[Texte sélectionné]
● ● ● ●
De Paris à Bruxelles, tour d’horizon d’une diaspora africaine déterminée à faire entendre sa voix pour les élections à venir à Abidjan, Conakry et ailleurs. Focus sur l’opposition rwandaise qui tente de s’unir pour préparer 2017. Mais ses divisions sont profondes, et la peur omniprésente.

«Un café de la communauté rwandaise ? Non, j’évite les lieux publics. Je risquerais de m’y faire agresser ou empoisonner. Les agents de Kigali rôdent. » Comme une bonne partie des opposants rwandais en Belgique, Jean-Marie Micombero vit dans la psychose ces dernières semaines. Début août, la presse a fait ses titres sur les « escadrons de la mort » qu’aurait envoyés Kigali pour les traquer. La preuve ? La protection accordée par la Sûreté de l’État belge à Judi Rever, une journaliste canadienne très critique du régime de Paul Kagamé, lors d’un récent passage à Bruxelles.
● ● ● ●
[Contenu des données]

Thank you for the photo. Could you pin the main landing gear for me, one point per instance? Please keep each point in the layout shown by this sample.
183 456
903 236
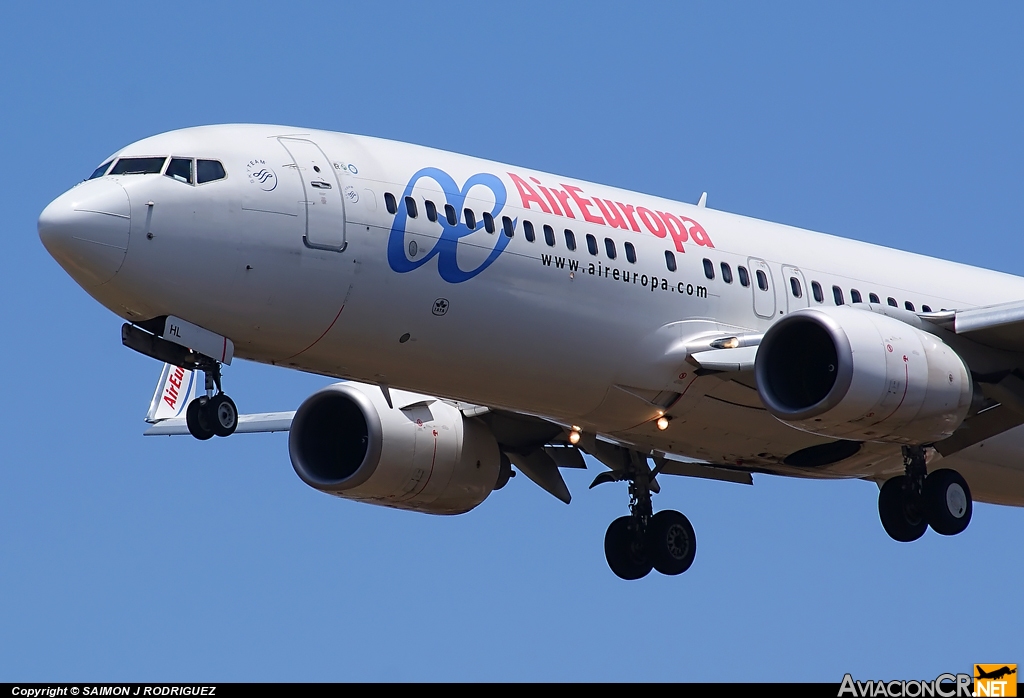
● ● ● ●
[Consigne] Dressez la liste de toutes les personnes désignées par leur nom dans le texte sur l'opposition rwandaise en exil.

[Résultat final]
Jean-Marie Micombero
Judi Rever
Paul Kagamé